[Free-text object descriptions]

::::::::::

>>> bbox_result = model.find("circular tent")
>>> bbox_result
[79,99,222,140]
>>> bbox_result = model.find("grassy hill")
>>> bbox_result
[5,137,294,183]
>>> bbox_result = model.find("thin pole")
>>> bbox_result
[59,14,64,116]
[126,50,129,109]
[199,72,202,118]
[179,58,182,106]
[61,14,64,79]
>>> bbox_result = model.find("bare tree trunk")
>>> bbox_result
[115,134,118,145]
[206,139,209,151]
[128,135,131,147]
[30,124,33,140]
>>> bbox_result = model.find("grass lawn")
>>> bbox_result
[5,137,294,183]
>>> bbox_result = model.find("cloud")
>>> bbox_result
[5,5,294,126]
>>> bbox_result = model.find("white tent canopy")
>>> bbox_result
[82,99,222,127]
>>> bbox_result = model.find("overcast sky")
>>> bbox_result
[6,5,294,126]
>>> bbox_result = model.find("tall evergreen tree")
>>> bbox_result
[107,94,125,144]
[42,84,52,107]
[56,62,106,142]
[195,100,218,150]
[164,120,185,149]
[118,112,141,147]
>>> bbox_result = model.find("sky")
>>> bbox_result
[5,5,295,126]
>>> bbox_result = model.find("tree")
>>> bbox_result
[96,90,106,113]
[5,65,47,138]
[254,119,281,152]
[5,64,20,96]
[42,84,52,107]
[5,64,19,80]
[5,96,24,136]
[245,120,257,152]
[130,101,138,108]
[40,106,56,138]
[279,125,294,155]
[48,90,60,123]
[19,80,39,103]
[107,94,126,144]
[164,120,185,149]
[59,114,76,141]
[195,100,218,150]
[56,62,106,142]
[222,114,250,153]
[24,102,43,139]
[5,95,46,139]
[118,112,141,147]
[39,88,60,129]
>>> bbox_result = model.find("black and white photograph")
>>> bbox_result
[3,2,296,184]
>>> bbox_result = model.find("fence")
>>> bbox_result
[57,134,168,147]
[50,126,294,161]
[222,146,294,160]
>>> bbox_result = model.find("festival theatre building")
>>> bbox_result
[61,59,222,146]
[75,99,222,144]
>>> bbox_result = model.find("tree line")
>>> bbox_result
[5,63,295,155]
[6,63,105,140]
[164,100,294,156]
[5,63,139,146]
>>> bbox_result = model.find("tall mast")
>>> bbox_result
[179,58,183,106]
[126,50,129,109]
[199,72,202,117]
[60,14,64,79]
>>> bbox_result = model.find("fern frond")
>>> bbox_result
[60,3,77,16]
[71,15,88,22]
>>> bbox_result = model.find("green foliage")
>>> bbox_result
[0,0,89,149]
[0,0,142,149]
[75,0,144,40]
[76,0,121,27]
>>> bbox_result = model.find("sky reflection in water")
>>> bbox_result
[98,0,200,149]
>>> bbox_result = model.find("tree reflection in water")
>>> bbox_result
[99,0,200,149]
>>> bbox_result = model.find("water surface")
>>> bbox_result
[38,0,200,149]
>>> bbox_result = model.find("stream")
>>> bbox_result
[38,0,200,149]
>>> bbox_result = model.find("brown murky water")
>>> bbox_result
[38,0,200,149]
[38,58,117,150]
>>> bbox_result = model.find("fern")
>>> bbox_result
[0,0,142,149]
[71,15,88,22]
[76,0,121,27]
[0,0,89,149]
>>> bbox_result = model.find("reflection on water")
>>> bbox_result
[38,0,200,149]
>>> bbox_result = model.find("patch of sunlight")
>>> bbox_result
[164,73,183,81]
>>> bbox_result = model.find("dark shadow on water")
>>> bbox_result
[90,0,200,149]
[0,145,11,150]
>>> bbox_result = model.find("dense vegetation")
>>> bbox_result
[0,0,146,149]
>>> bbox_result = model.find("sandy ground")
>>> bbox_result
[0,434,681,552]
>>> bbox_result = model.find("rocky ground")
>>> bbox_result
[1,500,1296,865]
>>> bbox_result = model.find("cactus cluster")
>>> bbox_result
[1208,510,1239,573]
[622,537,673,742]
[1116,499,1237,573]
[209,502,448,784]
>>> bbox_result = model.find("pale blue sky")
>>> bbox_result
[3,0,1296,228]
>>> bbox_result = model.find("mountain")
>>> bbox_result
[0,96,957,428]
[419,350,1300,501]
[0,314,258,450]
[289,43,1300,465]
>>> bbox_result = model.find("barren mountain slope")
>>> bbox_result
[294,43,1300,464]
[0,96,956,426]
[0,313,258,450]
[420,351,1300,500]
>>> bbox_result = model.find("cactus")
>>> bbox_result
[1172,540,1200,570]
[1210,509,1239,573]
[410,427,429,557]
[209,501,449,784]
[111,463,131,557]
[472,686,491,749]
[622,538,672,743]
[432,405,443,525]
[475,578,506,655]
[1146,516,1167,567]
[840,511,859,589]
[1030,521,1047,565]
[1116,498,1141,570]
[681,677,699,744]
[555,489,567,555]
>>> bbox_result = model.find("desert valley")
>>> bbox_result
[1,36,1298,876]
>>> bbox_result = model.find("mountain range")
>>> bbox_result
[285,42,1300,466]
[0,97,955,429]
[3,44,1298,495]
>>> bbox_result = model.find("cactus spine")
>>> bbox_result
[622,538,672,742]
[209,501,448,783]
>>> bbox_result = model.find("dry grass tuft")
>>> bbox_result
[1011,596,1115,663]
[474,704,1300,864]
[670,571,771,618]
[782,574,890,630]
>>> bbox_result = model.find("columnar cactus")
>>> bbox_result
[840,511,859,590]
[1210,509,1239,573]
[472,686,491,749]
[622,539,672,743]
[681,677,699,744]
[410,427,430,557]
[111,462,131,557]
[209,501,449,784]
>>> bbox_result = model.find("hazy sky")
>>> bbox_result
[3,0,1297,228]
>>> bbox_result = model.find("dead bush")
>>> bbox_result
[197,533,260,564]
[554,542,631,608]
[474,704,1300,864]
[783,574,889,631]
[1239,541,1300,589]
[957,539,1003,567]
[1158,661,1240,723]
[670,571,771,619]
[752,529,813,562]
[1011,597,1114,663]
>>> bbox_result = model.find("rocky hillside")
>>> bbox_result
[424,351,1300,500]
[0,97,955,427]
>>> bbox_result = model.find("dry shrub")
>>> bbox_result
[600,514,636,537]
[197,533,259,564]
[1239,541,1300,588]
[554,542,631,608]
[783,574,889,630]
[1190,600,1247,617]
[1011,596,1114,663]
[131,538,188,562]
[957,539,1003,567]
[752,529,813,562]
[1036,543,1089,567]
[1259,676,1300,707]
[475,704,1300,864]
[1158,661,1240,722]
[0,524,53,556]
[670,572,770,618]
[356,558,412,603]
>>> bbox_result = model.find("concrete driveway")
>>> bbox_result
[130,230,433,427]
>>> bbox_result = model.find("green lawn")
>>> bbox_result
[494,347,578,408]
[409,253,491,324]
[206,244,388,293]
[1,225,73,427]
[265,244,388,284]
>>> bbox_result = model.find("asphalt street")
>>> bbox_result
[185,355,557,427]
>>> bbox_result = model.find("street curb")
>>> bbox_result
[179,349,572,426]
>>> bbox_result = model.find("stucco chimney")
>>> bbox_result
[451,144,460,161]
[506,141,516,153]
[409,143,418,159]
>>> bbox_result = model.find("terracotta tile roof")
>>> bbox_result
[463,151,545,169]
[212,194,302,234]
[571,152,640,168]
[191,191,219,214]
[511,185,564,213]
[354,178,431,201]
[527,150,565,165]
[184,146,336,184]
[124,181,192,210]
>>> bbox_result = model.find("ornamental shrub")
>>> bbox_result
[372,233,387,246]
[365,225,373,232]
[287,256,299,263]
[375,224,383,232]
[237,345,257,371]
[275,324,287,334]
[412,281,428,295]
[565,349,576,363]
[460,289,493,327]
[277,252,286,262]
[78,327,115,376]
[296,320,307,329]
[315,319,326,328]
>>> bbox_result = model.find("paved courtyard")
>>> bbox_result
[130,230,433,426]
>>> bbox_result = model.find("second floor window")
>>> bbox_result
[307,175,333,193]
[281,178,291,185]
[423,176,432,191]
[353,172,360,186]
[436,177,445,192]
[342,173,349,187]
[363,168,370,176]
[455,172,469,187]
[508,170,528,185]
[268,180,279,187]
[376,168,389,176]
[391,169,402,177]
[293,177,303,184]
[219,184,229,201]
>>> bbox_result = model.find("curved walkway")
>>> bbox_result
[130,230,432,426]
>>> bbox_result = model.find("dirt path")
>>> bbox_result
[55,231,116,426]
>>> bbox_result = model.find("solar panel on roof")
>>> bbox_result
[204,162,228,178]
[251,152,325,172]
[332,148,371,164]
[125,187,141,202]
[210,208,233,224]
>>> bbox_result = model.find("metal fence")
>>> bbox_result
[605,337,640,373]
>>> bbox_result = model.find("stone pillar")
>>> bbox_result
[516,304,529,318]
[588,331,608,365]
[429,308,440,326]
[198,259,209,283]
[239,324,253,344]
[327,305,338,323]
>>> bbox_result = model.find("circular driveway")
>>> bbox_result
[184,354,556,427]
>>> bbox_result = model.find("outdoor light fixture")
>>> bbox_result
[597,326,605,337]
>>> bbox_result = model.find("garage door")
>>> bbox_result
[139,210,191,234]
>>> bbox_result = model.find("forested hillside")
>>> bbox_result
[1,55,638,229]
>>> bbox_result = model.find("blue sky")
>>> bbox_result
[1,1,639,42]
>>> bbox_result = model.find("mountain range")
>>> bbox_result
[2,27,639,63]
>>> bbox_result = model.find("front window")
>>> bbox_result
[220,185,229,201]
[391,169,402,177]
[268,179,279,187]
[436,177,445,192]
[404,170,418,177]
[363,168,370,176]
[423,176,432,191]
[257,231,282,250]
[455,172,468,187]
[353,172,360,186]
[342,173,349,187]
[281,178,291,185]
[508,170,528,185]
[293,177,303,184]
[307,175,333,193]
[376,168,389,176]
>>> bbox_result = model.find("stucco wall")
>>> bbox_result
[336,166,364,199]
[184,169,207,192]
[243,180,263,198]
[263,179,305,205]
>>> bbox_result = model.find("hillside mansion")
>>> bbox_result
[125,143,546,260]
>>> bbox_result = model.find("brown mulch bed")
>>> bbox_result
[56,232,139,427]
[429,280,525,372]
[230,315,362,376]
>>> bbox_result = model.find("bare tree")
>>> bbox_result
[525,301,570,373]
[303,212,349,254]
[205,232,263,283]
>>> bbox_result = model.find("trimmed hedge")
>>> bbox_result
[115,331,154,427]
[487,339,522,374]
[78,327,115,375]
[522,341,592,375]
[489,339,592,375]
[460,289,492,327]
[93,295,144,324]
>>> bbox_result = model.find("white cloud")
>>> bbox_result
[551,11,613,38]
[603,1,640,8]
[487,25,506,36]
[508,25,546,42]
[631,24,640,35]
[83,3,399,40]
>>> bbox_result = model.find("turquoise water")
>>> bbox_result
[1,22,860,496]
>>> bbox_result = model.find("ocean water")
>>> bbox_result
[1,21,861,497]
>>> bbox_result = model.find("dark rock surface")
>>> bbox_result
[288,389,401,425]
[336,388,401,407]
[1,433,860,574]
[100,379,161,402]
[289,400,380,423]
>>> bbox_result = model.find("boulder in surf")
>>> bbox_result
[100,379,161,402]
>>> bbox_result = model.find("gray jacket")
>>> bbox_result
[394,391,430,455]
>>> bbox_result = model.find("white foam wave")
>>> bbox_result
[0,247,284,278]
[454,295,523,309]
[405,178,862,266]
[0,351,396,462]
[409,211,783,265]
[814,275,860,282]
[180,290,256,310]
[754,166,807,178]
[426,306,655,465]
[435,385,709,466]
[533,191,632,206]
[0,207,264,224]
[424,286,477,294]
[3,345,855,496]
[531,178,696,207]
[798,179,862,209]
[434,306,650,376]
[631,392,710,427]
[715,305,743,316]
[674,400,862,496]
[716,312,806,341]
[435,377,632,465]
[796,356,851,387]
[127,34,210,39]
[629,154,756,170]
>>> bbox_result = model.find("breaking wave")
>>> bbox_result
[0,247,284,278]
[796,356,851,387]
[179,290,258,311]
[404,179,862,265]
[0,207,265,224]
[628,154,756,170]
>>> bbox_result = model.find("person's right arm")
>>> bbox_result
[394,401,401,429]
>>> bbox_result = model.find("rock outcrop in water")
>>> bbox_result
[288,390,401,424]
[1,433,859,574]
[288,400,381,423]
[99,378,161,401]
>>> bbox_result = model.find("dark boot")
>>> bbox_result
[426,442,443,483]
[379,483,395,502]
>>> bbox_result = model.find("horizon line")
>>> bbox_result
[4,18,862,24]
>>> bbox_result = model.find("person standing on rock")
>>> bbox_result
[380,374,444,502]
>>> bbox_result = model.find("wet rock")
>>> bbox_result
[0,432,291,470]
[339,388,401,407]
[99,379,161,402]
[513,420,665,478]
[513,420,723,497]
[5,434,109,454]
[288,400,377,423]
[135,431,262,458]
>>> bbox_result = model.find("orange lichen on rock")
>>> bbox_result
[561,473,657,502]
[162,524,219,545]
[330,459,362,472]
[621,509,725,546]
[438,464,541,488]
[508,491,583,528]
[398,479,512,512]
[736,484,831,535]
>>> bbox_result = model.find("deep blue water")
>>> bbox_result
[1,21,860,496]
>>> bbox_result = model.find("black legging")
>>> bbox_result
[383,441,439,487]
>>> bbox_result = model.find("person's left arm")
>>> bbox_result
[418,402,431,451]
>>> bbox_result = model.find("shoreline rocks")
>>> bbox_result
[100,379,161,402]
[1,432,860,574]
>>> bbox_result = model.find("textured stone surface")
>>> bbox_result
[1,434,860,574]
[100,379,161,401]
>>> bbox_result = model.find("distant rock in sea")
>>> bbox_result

::::::::::

Exercise description – Pull out each line of the entries that contains "dark".

Solved problem –
>>> bbox_result = model.find("dark shadow on water")
>>> bbox_result = model.find("dark rock surface")
>>> bbox_result = model.find("dark boot")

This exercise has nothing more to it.